Data extracts ▸
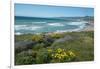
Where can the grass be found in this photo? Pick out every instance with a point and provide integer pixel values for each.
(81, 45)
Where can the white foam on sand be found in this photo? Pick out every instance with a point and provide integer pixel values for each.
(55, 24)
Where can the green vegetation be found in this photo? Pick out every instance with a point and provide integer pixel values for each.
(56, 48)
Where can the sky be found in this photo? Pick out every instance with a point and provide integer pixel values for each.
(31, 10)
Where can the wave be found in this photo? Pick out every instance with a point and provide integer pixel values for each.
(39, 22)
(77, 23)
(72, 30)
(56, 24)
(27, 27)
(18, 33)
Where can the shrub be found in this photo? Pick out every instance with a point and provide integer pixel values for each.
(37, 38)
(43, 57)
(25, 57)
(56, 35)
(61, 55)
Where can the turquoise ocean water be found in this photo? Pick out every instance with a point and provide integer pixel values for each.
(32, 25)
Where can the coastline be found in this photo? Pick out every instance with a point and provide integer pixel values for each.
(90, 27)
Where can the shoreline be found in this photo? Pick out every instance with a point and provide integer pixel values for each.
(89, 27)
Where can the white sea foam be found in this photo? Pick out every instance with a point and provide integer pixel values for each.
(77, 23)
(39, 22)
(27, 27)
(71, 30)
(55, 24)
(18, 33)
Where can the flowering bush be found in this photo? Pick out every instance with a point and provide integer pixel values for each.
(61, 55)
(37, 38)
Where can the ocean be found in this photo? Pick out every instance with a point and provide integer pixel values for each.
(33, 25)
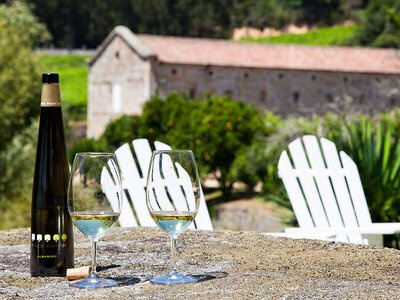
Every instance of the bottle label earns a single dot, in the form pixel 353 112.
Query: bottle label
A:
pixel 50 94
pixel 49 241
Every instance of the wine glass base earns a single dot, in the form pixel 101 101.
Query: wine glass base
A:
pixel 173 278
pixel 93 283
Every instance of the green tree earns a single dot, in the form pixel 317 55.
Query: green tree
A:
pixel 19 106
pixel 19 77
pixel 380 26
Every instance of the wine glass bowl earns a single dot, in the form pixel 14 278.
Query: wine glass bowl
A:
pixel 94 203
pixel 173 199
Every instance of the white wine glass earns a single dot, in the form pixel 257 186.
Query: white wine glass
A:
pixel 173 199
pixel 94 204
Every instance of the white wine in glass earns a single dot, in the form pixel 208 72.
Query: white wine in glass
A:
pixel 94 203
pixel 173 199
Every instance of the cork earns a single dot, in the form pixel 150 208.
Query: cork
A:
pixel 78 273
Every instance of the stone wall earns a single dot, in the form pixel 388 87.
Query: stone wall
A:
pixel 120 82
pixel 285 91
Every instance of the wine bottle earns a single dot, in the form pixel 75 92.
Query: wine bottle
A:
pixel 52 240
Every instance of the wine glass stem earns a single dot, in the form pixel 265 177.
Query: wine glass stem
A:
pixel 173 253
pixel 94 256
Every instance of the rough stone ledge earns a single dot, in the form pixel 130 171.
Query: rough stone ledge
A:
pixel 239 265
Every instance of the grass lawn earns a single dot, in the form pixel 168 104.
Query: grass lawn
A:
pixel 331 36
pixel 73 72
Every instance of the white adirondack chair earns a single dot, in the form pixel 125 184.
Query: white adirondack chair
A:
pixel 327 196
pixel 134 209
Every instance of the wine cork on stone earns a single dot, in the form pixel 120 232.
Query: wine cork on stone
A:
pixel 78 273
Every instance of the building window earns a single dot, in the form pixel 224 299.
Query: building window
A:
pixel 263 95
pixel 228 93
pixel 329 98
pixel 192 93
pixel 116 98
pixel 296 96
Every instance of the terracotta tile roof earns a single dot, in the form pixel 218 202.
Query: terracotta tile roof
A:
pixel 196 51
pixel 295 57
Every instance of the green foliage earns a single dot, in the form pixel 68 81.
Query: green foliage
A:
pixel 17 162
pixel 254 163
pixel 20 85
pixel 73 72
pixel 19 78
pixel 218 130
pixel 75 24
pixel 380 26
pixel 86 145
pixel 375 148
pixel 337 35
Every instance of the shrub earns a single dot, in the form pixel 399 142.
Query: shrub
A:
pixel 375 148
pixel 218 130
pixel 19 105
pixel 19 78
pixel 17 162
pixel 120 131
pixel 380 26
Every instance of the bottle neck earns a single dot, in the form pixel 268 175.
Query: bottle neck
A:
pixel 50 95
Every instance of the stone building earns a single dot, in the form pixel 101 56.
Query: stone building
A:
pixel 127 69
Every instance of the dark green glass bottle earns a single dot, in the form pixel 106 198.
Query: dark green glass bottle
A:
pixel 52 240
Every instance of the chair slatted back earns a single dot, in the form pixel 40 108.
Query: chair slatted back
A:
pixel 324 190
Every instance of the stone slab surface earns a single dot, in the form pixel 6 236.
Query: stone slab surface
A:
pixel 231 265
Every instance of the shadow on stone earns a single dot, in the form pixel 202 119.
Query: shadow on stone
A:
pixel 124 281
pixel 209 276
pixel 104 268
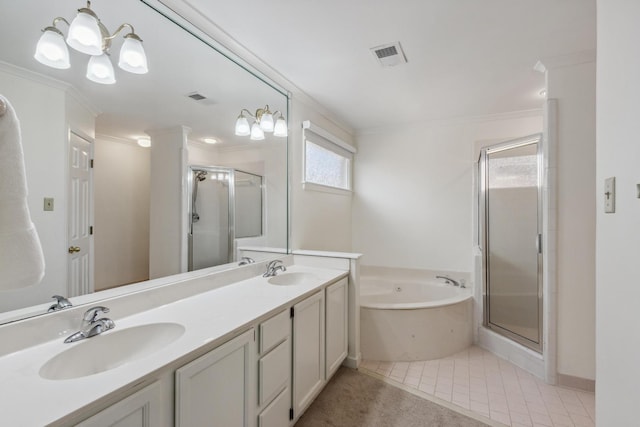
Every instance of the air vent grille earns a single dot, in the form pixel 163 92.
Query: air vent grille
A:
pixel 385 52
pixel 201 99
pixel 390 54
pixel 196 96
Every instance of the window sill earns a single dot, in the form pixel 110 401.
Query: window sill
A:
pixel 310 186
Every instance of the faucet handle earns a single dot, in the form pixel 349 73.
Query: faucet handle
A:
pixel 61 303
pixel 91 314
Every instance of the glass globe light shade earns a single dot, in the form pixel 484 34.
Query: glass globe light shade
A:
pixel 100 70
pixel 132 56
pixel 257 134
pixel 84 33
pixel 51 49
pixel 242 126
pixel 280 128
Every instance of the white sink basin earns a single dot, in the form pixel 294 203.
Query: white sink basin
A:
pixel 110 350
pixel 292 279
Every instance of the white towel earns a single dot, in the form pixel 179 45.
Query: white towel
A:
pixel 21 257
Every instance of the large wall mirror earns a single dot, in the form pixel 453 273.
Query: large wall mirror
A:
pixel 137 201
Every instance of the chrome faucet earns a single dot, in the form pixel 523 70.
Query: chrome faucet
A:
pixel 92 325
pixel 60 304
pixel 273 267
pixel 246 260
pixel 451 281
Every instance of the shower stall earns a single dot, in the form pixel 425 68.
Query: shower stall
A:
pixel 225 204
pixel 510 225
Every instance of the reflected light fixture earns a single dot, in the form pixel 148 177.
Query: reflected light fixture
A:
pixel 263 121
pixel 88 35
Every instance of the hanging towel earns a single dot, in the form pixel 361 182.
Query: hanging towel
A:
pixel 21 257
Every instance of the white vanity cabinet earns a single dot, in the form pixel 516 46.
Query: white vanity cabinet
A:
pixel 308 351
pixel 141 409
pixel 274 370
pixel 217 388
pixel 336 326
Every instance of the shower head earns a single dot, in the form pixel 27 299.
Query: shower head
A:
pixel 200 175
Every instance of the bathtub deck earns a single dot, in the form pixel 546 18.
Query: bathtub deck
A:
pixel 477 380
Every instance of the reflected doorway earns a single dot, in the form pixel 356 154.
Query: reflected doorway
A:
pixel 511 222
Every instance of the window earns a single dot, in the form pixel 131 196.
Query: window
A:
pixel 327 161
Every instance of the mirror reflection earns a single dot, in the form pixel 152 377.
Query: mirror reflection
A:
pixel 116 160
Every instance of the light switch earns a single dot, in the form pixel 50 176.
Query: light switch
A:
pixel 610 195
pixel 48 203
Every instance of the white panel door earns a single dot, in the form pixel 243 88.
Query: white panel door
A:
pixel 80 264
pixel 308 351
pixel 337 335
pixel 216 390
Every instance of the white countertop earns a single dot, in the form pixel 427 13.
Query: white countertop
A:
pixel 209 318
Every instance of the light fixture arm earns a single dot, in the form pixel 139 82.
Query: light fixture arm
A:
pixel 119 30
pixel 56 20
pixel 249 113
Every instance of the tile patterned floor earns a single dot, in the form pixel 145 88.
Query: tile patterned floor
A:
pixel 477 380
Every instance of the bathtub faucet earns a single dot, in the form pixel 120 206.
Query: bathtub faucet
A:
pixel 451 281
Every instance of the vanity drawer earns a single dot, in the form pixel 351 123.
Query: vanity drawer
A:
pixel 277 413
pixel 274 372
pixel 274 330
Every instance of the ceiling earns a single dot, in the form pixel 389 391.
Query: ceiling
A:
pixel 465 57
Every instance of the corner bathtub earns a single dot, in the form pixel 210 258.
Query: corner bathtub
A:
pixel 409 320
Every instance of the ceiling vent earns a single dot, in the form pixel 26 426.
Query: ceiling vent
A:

...

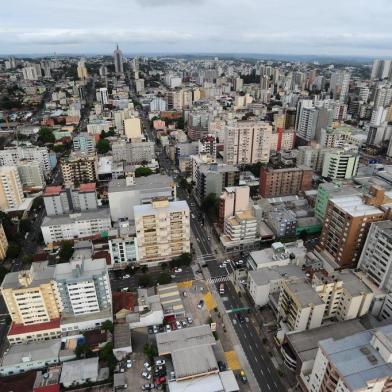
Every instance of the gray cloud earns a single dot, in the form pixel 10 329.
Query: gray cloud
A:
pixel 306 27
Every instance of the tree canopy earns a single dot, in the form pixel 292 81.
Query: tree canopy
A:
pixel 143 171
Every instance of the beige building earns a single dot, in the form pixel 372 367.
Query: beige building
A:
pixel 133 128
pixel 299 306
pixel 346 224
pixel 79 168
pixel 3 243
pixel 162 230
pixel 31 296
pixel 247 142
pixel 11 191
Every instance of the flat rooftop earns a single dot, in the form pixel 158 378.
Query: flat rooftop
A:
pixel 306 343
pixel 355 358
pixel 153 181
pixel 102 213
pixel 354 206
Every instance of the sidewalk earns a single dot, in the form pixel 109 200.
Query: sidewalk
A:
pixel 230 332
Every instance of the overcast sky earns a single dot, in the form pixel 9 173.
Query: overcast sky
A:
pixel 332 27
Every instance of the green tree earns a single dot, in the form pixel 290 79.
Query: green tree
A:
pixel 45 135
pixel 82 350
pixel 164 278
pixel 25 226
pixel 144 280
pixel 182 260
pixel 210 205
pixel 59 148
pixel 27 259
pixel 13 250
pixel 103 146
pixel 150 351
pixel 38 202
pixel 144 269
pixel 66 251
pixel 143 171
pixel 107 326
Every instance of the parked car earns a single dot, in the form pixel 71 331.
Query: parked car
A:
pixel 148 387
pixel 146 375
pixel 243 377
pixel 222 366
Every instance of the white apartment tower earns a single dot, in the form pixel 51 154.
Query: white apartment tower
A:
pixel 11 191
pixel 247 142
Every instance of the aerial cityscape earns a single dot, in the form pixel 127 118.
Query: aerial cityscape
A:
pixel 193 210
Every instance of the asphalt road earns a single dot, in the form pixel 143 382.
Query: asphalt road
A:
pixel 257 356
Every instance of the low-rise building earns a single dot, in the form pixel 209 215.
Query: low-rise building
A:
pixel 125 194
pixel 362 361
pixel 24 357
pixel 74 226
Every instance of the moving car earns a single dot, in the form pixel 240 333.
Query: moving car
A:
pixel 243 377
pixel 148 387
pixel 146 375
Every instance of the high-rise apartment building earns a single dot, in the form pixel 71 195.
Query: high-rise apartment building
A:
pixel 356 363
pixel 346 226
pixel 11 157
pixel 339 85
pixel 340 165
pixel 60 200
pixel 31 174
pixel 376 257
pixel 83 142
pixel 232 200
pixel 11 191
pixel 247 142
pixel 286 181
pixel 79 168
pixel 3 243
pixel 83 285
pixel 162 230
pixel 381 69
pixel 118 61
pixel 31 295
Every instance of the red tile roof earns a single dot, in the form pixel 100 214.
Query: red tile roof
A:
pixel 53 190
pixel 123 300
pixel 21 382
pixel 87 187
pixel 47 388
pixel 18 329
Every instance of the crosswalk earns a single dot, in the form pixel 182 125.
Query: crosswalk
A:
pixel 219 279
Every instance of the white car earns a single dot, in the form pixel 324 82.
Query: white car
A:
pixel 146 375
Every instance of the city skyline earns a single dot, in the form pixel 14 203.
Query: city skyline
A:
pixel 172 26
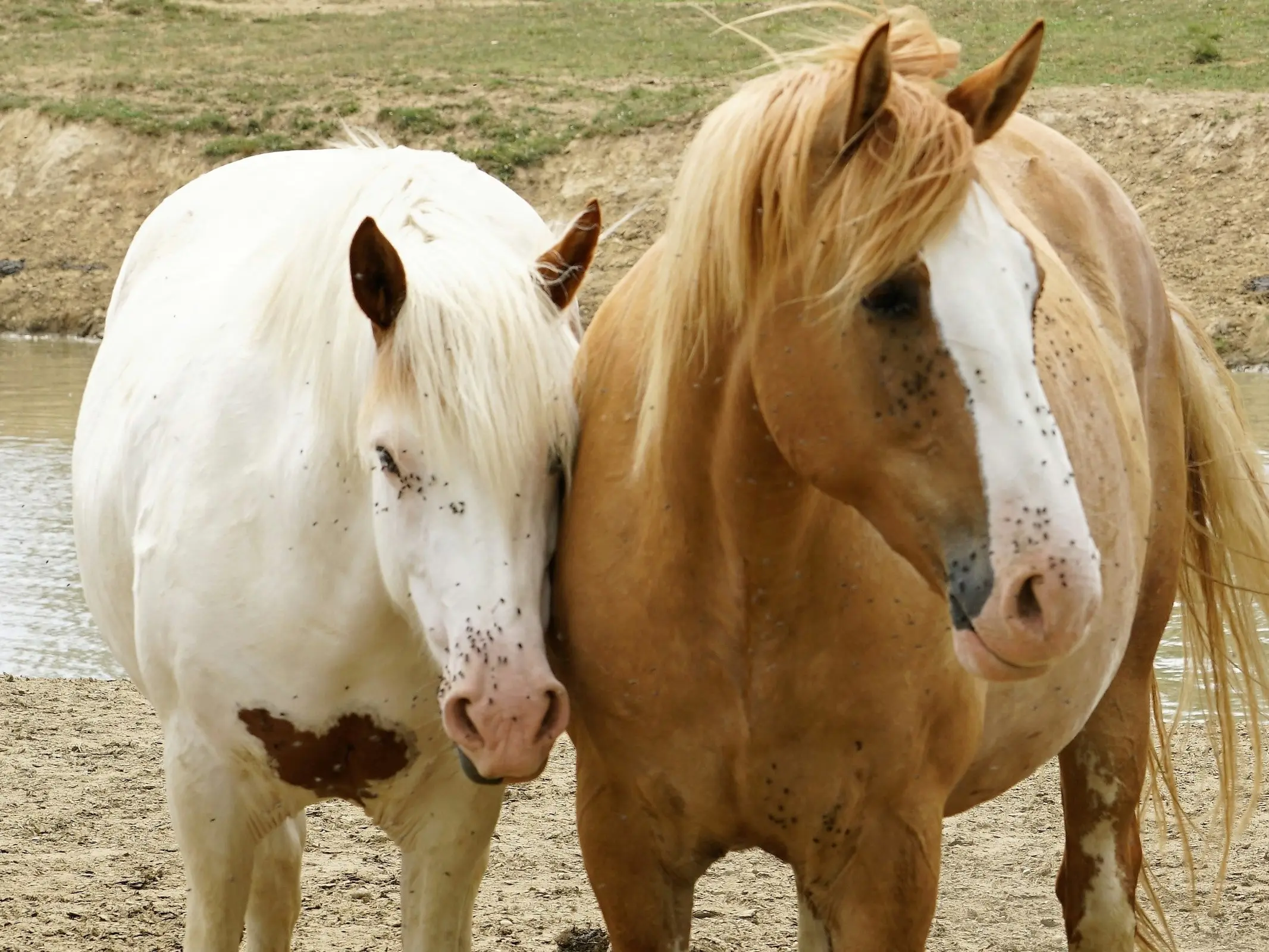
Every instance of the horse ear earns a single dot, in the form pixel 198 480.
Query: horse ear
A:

...

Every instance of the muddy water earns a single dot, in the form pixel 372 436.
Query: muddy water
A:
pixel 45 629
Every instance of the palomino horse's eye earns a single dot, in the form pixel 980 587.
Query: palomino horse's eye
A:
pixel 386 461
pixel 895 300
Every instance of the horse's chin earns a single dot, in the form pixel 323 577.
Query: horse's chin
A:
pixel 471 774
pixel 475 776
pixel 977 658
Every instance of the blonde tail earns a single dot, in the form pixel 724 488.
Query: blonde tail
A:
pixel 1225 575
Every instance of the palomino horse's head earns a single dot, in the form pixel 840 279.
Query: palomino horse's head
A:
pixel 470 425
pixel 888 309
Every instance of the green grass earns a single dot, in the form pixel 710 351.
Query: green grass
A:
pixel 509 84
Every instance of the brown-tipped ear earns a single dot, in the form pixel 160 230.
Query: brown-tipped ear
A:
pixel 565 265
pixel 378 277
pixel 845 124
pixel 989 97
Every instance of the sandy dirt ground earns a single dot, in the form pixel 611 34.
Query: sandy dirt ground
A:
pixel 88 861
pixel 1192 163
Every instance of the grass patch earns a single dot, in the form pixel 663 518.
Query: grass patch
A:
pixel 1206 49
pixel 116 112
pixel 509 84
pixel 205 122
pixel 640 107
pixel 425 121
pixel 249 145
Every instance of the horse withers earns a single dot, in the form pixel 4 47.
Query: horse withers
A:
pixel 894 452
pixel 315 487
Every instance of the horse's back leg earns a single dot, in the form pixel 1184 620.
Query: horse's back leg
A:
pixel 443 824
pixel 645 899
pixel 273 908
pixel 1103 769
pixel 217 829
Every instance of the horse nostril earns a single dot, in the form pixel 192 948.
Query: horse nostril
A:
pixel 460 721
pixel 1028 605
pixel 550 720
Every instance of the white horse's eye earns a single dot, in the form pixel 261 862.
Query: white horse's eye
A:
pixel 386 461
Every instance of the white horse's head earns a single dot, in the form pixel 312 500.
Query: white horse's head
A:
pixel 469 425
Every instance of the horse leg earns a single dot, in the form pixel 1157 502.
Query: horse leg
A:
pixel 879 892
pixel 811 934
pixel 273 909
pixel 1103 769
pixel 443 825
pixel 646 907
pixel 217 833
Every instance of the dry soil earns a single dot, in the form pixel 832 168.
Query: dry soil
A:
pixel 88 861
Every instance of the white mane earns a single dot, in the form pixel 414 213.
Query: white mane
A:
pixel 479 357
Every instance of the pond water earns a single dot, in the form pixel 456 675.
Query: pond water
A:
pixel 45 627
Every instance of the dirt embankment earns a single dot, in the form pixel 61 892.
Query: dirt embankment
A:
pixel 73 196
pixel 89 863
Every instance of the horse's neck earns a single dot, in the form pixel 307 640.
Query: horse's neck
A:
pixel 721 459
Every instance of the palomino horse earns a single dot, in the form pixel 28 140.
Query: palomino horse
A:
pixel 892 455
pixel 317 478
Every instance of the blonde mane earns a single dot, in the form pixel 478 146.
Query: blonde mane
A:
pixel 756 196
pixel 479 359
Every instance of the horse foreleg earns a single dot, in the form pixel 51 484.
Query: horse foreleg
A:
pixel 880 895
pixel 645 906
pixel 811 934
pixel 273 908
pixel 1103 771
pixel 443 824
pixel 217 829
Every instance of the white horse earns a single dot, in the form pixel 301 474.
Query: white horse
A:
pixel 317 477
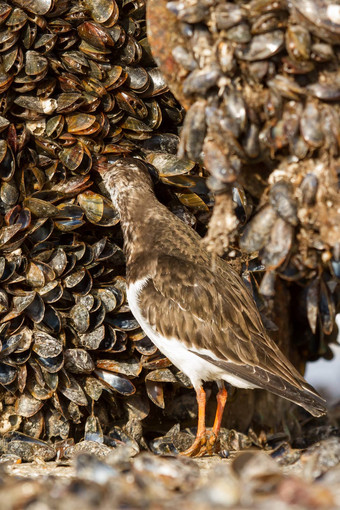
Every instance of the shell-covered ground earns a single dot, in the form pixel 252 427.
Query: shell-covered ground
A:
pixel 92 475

Problem ▸ Scan the material and collect every line that contains "crosswalk".

The answer ▸
Every instance of the crosswalk earns a single dot, in the form pixel 182 125.
Query: crosswalk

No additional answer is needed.